WHAT IS EXPECTED » Output the material below again line for line, changing nothing.

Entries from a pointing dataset
** Start **

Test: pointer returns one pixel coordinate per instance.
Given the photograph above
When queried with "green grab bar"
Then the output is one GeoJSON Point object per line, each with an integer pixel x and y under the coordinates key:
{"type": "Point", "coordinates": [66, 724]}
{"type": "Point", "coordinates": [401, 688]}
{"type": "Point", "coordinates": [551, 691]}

** End **

FINISHED TASK »
Test: pointer returns one pixel coordinate per instance.
Given the photograph above
When queried with "green grab bar"
Then the output is one GeoJSON Point object per line, each with an integer pixel x and y under the coordinates key:
{"type": "Point", "coordinates": [66, 724]}
{"type": "Point", "coordinates": [401, 688]}
{"type": "Point", "coordinates": [551, 691]}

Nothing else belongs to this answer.